### Task prompt
Leaving out the pictures, restate each record below word for word.

### Input
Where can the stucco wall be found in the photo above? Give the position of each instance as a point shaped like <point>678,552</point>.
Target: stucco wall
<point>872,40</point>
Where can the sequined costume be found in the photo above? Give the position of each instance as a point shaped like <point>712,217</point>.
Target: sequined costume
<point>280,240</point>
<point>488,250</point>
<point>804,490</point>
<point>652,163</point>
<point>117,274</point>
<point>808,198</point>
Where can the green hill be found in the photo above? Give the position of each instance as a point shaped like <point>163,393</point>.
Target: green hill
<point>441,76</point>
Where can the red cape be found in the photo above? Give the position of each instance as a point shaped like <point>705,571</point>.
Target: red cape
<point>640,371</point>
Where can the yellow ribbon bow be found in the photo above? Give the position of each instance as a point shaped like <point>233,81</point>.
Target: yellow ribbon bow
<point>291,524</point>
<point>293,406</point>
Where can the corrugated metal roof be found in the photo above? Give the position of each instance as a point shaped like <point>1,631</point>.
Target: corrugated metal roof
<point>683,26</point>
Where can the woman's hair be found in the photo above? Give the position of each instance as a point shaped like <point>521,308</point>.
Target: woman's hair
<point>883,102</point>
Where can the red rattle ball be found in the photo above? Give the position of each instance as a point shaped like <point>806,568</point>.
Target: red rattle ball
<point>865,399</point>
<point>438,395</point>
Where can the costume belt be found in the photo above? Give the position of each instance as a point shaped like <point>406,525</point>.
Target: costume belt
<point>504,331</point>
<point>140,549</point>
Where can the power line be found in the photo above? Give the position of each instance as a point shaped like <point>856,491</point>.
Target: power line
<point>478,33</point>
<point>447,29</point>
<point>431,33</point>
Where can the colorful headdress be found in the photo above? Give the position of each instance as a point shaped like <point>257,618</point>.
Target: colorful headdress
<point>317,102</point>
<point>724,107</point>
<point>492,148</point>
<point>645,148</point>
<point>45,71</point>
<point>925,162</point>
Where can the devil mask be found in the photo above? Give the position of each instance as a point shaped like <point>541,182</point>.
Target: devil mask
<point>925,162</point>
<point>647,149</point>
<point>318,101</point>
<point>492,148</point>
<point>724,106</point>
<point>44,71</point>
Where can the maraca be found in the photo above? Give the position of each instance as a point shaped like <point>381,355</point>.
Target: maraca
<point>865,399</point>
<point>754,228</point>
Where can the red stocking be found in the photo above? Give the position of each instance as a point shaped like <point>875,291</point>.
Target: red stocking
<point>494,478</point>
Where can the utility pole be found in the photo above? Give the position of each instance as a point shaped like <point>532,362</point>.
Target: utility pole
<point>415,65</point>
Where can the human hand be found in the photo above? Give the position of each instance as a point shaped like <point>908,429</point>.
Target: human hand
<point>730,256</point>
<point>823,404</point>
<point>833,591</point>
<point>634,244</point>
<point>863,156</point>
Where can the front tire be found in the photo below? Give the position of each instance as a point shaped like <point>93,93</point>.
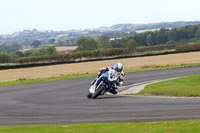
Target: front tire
<point>99,91</point>
<point>89,95</point>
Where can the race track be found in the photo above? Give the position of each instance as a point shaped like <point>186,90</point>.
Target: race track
<point>65,102</point>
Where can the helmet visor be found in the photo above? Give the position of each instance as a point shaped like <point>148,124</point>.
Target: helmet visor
<point>118,70</point>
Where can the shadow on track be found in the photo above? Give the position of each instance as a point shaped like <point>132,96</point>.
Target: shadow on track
<point>110,97</point>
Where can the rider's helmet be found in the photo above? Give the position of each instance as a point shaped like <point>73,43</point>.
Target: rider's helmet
<point>118,67</point>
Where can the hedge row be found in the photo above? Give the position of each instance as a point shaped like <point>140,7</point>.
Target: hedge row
<point>73,56</point>
<point>155,48</point>
<point>187,47</point>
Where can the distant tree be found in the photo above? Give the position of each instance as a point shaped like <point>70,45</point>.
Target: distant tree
<point>71,41</point>
<point>5,58</point>
<point>197,34</point>
<point>131,46</point>
<point>52,41</point>
<point>51,50</point>
<point>61,43</point>
<point>86,43</point>
<point>36,44</point>
<point>103,42</point>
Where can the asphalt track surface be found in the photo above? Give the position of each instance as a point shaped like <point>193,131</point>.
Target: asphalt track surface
<point>65,102</point>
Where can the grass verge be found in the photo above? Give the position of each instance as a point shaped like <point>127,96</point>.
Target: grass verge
<point>143,69</point>
<point>158,127</point>
<point>181,87</point>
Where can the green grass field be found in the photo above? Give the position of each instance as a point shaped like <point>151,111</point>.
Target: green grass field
<point>145,68</point>
<point>158,127</point>
<point>181,87</point>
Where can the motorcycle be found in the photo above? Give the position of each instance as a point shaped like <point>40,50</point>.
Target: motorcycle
<point>103,84</point>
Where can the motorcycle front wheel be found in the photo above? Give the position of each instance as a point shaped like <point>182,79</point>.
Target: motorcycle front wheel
<point>99,91</point>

### Task output
Where can the stucco wall be found in the photo above? Give the position of each instance as a point shaped like <point>678,552</point>.
Target: stucco wall
<point>872,40</point>
Where can the sequined costume be found in the photo above? Give the position of each instance as a point shaped like <point>712,217</point>.
Target: sequined costume
<point>280,240</point>
<point>488,250</point>
<point>804,490</point>
<point>652,163</point>
<point>117,274</point>
<point>808,198</point>
Where can the green hill be found in the photo above? Give the position of each instance as a point shaped like <point>163,393</point>.
Target: green hill
<point>441,76</point>
Where can the red cape be found in the photo above? Give the position of each instance as a point shaped like <point>705,571</point>.
Target: red cape
<point>640,371</point>
Where can the yellow ribbon bow be found in the photo above? Give the position of each instance as a point shaped like <point>233,81</point>.
Target: yellow ribbon bow
<point>291,524</point>
<point>293,406</point>
Where can the corrugated metal roof be found in the photo above? Give the position of each instance as a point shaped like <point>1,631</point>.
Target: corrugated metal roof
<point>683,26</point>
Where can the woman's hair be found in the photo above? Give the position of each instance as a point shaped like <point>521,308</point>.
Target: woman's hair
<point>883,102</point>
Where can the red rattle ball be found in the photo above? Give the position of each instance as a point shaped like <point>806,568</point>.
Target: red rattle ball
<point>865,399</point>
<point>438,395</point>
Where can the costume belt be found in the photo above? Give the position of each instance as a point shaped like <point>406,525</point>.
Target: costume belt
<point>504,331</point>
<point>140,549</point>
Where can the power line be found in the photo above? Give the position of each instance as a point shaped like <point>856,491</point>.
Target: power line
<point>478,33</point>
<point>447,29</point>
<point>431,33</point>
Where can the colorful headdress be found in the photo above? Give the position of each instance as a point shaped like <point>257,618</point>.
Target: colorful headdress
<point>317,102</point>
<point>724,107</point>
<point>492,148</point>
<point>645,148</point>
<point>45,71</point>
<point>925,162</point>
Where can the devil mask be found in the photo above? Give the position of each instance as a point shaped like <point>541,182</point>.
Target: devil mask
<point>925,162</point>
<point>647,149</point>
<point>318,101</point>
<point>492,148</point>
<point>724,106</point>
<point>44,71</point>
Where can the maraca be found in the photo above? Give the position of each instance as a point shaped like <point>381,355</point>.
Target: maraca
<point>865,399</point>
<point>754,228</point>
Where can the red stocking be found in the photo above? Give the position of each instance as a point shaped like <point>875,291</point>.
Target: red stocking
<point>494,478</point>
Where can the utility pole be found in the photo above? Give the position of each instance as a point shaped like <point>532,362</point>.
Target: utility pole
<point>415,65</point>
Where can the human hand be found in the photo above? Give the position of each instance as a point shaped like <point>908,429</point>.
Target: human hand
<point>730,256</point>
<point>823,404</point>
<point>833,591</point>
<point>634,244</point>
<point>863,156</point>
Where can the front tire be found in the photo below? Give the position of each instance as a point shaped like <point>93,93</point>.
Target: front tire
<point>99,91</point>
<point>89,95</point>
Where can the race track be found in the photo above? Give the position of each instance as a point shaped like <point>186,90</point>.
Target: race track
<point>65,102</point>
Where can the helmet visor be found in the photo above? Give the position of each instance as a point shaped like <point>148,124</point>.
Target: helmet visor
<point>118,70</point>
Where can the shadow on track be found in the photo above? Give the position of each instance as a point shaped like <point>132,96</point>.
Target: shadow on track
<point>110,97</point>
Where can the rider's helmet be found in the photo above? Give the position of each instance as a point shaped like <point>73,43</point>.
Target: rider's helmet
<point>118,67</point>
Where can the hedge row be found in the photo above? Give the position of each instance as a point shaped like <point>140,7</point>.
Target: hedge row
<point>73,56</point>
<point>155,48</point>
<point>187,47</point>
Where can the distant tree be found in the photo above? Give the position of each instance as a point shaped like <point>70,45</point>.
Target: distant tree
<point>71,41</point>
<point>5,58</point>
<point>197,34</point>
<point>131,46</point>
<point>52,41</point>
<point>51,50</point>
<point>61,43</point>
<point>86,43</point>
<point>36,44</point>
<point>103,42</point>
Where can the asphalt track surface be found in the photo above? Give the position of each instance as a point shaped like <point>193,131</point>.
Target: asphalt track surface
<point>65,102</point>
Where can the grass verge be found in the photo above? Give the position of each instance as a point shaped like <point>127,96</point>.
Target: grass verge
<point>143,69</point>
<point>158,127</point>
<point>181,87</point>
Where can the green grass field be found in the photo above? Give the position of each instance as a point shaped like <point>151,111</point>.
Target: green grass field
<point>145,68</point>
<point>158,127</point>
<point>181,87</point>
Where can the motorcycle be found in the photo above? Give the position of each instance as a point shaped like <point>40,50</point>.
Target: motorcycle
<point>103,84</point>
Where can the motorcycle front wheel be found in the photo above? Give the position of each instance as a point shaped like <point>182,79</point>.
Target: motorcycle front wheel
<point>99,91</point>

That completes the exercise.